Passage for review:
»»
Effects of Correct Breathing
Scarcely too much can be said of the advantages attending the practice of the Complete Breath. And yet the student who has carefully read the foregoing pages should scarcely need to have pointed out to him such advantages.
The practice of the Complete Breath will make any man or woman immune to Consumption and other pulmonary troubles, and will do away with all liability to contract “colds,” as well as bronchial and similar weaknesses. Consumption is due principally to lowered vitality attributable to an insufficient amount of air being inhaled. The impairment of vitality renders the system open to attacks from disease germs. Imperfect breathing allows a considerable part of the lungs to remain inactive, and such portions offer an inviting field for bacilli, which invading the weakened tissue soon produce havoc. Good healthy lung tissue will resist the germs, and the only way to have good, healthy lung tissue is to use the lungs properly
Consumptives are nearly all narrow-chested. What does this mean? Simply that these people were addicted to improper habits of breathing, and consequently their chests failed to develop and expand. The man who practices the Complete Breath will have a full, broad chest, and the narrow-chested man may develop his chest to normal proportions if he will but adopt this mode of breathing. Such people must develop their chest cavities if they value their lives. Colds may often be prevented by practicing a little vigorous Complete Breathing whenever you feel that you are being unduly exposed. When chilled, breathe vigorously a few minutes, and you will feel a glow all over your body. Most colds can be cured by Complete Breathing and partial fasting for a day.
The quality of the blood depends largely upon its proper oxygenation in the lungs, and if it is under-oxygenated it becomes poor in quality and laden with all sorts of impurities, and the system suffers from lack of nourishment and often becomes actually poisoned by the waste products remaining uneliminated in the blood. As the entire body, every organ and every part, is dependent upon the blood for nourishment, impure blood must have a serious effect upon the entire system. The remedy is plain—practice the Yogi Complete Breath.
««
Assignment: In one to three sentences, explain why the passage on correct breathing says that impure blood must have a serious effect on the entire system.

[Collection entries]
»»
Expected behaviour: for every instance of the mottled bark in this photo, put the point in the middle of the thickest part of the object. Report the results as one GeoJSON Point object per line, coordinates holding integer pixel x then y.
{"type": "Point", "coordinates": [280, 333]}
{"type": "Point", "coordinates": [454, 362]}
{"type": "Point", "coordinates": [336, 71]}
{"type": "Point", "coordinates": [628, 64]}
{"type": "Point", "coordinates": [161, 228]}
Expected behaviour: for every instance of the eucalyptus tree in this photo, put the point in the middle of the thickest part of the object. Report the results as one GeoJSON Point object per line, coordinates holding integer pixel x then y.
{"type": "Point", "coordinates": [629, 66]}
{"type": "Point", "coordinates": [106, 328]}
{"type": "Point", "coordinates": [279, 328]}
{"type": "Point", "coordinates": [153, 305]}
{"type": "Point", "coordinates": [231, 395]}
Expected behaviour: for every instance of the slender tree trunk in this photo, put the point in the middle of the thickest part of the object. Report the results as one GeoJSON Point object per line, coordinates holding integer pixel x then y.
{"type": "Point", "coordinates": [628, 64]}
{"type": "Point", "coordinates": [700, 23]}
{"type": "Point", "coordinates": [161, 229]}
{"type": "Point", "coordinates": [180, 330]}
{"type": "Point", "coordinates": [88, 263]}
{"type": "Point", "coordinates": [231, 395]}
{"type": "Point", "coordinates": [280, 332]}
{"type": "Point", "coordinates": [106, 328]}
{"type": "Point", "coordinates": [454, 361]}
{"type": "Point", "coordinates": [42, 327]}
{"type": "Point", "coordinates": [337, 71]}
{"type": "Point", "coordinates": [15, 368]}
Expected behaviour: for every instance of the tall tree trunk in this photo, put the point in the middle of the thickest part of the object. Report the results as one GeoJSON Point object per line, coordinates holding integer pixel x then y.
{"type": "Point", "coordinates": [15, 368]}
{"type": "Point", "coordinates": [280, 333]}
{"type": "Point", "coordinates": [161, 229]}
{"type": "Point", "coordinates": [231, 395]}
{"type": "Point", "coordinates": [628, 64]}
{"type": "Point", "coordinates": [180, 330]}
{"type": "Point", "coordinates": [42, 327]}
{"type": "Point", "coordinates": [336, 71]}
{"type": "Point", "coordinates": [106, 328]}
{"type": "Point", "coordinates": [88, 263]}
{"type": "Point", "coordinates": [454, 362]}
««
Response: Every organ and every part of the body depends on the blood for nourishment. When the blood is under-oxygenated in the lungs, it becomes poor in quality and laden with impurities. As a result, the system lacks nourishment and can even be poisoned by waste products left in the blood.